__WHAT IS NEEDED__
Give the records again, word for word.

__DATA TO EXAMINE__

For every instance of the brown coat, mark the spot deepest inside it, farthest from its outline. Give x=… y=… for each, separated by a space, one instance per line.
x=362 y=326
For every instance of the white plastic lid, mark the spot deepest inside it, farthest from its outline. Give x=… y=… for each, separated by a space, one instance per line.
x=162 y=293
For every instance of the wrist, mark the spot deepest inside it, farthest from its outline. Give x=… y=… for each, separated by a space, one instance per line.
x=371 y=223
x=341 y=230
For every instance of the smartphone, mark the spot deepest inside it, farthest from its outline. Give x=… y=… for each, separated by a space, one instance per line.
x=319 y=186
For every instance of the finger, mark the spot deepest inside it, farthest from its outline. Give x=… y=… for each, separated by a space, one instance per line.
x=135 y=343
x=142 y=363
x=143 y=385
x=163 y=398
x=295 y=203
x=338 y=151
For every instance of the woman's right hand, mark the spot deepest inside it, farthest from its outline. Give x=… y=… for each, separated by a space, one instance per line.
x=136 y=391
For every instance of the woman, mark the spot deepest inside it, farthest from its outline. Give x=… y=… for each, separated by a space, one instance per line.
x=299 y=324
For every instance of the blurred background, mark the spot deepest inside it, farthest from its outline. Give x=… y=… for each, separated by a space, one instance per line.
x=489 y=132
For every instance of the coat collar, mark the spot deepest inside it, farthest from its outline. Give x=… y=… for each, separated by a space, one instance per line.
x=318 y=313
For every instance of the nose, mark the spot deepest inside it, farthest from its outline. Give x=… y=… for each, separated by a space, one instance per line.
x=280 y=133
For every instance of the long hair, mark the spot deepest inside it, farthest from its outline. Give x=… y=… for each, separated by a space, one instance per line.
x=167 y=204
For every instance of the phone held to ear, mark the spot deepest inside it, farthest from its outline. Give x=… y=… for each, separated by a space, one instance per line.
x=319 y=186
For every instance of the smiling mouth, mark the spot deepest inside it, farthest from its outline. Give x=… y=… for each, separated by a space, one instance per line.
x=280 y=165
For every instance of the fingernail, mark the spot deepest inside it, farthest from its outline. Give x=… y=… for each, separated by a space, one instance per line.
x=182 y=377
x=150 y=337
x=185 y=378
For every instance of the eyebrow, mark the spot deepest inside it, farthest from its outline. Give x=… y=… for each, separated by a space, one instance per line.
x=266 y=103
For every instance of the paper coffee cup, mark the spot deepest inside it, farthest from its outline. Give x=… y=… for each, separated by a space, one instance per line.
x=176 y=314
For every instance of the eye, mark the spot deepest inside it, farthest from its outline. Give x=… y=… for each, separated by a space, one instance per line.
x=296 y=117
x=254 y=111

__RESULT__
For every instance of the brown coat, mark the spot deepest inside it, farthest from its outline. Give x=… y=… for each, separated by a space, one instance per line.
x=362 y=326
For every instance of the white plastic lid, mark the spot deepest inside it, farthest from its outline. Give x=… y=… for each, separated by a space, one instance per line.
x=162 y=293
For every instance of the wrist, mark the spot deepest inside it, farthest from its outline. Give x=… y=… for each, separated by a space, one instance per line.
x=371 y=223
x=341 y=230
For every instance of the smartphone, mark the spot deepest inside it, farthest from its outline. Give x=… y=… for each, separated by a space, one instance per line.
x=319 y=186
For every instance of the finger, mark the spot deepest inside it, farthest from its outline. Give x=… y=… for each, separated by a space, one instance per line.
x=135 y=343
x=142 y=363
x=143 y=385
x=163 y=398
x=295 y=203
x=338 y=151
For every instance of the woman's right hand, mark the spot deepest inside it, farthest from its outline. Give x=… y=… for each, separated by a space, one instance per line.
x=136 y=391
For every instance of the woman, mark the spot deepest inside it, farthest from its outline. Give x=… y=… for each, separated by a space, one instance per line.
x=299 y=324
For every instance of the blurred background, mark the spot deepest inside it, farthest from its outline. Give x=… y=… for each, separated by a space, one instance per line.
x=489 y=132
For every instance of the coat collar, mark the spot deepest inside it, farthest from its outline. Give x=… y=… for each, separated by a space, one instance per line.
x=318 y=313
For every instance of the nose, mark the spot deepest inside it, farthest from its outline. Give x=… y=… for each, separated by a space, one instance per line.
x=280 y=133
For every instance of the long hair, mark the spot deepest inside it, farthest from its outline. Give x=… y=… for each, separated by a space, one instance per line.
x=167 y=204
For every instance of the phone held to ear, mark the spot deepest inside it, farthest from its outline. Give x=… y=… for each, separated by a space, one instance per line.
x=319 y=186
For every instance of the smiling mouth, mark the spot deepest inside it, farthest from its outline. Give x=… y=… for each, separated by a space, one instance per line.
x=280 y=165
For every instance of the fingernail, mark the spot deepest inside it, farthest from its outline. Give x=… y=… for each, separated by a space, one instance per line.
x=182 y=377
x=150 y=337
x=185 y=378
For every instance of the eyebrow, mark the spot deepest inside it, farthest from its outline. Give x=… y=… for each, separated by a space, one instance per line.
x=266 y=103
For every instance of the paper coffee cup, mark the spot deepest inside it, farthest from its outline. Give x=… y=… for each, separated by a space, one instance per line.
x=176 y=314
For every instance of the eye, mark the spot deepest inside it, farthest from its outline. Give x=… y=… for each, separated by a space, one instance per line.
x=296 y=117
x=254 y=111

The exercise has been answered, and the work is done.